Exercise aim:
Begin with the line in which "Place a pin on every instance of the rocky terrain" appears and end with the final line of the entries. Retype each one exactly and add nothing.

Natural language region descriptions
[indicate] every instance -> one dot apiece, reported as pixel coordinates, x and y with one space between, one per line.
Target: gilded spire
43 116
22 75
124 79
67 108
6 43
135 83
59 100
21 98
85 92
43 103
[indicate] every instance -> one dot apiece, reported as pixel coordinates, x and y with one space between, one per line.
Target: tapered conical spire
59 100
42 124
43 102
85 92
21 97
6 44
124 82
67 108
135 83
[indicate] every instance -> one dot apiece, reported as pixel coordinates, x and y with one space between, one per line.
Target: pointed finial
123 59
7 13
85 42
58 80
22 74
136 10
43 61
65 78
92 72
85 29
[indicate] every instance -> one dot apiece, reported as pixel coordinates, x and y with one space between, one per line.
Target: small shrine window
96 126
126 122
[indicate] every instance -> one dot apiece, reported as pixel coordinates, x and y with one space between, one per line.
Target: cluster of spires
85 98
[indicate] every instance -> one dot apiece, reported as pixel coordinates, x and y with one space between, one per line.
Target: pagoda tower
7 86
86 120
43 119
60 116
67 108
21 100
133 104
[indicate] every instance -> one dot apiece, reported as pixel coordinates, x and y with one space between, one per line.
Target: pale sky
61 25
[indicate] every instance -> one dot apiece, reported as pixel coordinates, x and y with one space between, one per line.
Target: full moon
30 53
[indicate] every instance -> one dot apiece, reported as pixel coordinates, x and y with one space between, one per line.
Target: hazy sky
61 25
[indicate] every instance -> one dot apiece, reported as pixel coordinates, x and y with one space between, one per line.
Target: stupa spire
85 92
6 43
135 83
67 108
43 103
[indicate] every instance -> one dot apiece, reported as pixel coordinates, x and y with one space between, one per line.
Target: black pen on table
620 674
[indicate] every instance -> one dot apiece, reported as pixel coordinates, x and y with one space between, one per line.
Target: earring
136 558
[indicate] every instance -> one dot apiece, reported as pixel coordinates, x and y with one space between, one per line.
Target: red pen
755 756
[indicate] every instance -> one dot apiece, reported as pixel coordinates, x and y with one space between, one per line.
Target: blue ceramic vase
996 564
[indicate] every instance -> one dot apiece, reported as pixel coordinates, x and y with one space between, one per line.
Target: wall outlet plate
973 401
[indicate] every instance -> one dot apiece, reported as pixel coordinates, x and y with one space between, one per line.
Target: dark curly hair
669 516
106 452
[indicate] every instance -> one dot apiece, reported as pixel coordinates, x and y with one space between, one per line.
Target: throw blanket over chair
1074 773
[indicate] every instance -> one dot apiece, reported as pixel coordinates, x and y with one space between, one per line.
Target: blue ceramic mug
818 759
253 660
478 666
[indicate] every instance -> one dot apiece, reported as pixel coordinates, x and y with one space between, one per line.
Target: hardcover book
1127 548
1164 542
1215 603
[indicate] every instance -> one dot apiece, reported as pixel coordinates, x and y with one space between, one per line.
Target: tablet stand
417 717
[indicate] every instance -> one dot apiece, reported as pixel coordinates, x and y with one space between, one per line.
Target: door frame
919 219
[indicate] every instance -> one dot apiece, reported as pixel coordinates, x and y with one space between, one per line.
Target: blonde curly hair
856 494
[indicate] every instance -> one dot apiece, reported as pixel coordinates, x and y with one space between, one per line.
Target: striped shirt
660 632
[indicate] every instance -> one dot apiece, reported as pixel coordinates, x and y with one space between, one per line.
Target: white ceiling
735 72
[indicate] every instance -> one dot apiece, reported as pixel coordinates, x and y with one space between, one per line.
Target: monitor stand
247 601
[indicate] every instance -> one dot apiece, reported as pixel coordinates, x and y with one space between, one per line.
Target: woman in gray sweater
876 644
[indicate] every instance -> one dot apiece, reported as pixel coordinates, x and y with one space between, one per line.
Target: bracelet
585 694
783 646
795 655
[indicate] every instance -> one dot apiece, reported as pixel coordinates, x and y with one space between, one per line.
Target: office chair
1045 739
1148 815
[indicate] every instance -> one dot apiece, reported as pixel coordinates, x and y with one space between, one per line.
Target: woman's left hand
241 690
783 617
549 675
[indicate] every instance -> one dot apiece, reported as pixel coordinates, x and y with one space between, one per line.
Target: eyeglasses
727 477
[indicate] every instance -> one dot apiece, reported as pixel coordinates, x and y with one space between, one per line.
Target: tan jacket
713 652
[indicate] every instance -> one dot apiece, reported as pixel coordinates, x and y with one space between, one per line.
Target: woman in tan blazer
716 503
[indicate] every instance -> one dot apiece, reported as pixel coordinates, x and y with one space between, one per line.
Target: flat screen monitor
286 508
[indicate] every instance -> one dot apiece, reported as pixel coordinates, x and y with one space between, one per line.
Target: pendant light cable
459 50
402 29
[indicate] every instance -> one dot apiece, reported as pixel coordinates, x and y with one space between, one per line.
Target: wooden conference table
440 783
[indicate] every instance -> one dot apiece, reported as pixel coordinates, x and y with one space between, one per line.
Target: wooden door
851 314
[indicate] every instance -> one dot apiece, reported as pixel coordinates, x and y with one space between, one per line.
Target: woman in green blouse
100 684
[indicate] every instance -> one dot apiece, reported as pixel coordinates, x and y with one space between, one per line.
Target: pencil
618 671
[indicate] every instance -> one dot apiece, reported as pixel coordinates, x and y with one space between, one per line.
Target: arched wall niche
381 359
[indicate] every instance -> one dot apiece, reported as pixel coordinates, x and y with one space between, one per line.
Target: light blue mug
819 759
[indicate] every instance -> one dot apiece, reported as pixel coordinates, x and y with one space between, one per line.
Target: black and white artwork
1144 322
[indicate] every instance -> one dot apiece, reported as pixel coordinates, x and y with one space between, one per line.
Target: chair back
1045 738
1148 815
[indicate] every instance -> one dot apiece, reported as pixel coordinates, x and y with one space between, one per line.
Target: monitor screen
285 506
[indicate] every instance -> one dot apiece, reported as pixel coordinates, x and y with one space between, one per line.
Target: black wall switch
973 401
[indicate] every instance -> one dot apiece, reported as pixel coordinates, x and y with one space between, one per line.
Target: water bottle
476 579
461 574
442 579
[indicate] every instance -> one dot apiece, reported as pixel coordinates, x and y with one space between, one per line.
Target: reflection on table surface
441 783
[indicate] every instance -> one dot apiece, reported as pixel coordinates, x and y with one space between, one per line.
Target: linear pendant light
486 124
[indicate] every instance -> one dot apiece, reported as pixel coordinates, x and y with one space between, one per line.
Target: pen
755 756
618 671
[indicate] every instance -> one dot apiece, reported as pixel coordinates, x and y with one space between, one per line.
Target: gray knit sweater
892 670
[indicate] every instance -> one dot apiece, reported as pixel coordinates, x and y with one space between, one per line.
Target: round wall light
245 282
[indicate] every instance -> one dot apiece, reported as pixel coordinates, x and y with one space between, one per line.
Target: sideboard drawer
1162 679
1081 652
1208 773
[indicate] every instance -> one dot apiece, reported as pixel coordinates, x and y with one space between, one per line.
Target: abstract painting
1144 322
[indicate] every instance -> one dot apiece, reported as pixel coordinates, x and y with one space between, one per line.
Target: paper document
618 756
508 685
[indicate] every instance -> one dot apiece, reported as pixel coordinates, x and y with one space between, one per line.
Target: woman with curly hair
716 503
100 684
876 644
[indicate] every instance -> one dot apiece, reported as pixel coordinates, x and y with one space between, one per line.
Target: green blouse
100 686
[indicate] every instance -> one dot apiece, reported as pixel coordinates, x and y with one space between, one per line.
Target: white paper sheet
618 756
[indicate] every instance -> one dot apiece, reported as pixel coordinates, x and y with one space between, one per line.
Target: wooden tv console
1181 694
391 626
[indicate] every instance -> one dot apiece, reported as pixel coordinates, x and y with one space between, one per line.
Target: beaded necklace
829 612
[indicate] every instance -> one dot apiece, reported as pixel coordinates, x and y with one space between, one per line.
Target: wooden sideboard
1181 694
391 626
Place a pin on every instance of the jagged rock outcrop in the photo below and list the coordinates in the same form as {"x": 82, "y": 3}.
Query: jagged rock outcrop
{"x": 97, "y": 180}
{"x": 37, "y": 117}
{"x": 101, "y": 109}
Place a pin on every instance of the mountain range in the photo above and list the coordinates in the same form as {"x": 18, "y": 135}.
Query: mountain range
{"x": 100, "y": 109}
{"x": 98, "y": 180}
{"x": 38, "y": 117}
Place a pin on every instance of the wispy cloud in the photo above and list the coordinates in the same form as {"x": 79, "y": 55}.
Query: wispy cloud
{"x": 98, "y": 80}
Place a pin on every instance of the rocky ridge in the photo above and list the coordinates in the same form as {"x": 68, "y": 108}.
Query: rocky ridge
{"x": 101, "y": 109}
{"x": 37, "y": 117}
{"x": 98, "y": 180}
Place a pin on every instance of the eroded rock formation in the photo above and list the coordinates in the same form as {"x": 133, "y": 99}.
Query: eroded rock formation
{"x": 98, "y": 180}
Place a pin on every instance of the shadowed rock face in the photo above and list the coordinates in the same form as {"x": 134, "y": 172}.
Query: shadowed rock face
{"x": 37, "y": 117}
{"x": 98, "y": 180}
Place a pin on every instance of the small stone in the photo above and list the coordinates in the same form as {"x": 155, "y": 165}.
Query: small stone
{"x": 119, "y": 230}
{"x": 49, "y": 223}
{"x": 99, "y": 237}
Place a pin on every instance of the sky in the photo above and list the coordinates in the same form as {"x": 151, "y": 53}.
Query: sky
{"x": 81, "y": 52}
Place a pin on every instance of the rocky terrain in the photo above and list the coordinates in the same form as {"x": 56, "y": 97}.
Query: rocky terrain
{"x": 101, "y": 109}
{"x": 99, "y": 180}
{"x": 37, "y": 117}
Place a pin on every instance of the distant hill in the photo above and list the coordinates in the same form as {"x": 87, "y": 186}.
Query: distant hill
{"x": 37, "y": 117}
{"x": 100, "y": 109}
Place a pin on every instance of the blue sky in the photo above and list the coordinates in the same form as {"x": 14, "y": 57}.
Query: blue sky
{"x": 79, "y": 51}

Written response:
Place a pin on every instance of the rocky terrain in the photo above and list the coordinates in the same form as {"x": 56, "y": 97}.
Query: rocky terrain
{"x": 101, "y": 109}
{"x": 99, "y": 180}
{"x": 37, "y": 117}
Place a pin on every instance of the distant hill in the photo above and list the coordinates in the same form as {"x": 87, "y": 186}.
Query: distant hill
{"x": 37, "y": 117}
{"x": 100, "y": 109}
Place a pin on every instance of the blue sky in the photo above and list the coordinates in the same form as {"x": 14, "y": 57}.
Query: blue sky
{"x": 79, "y": 51}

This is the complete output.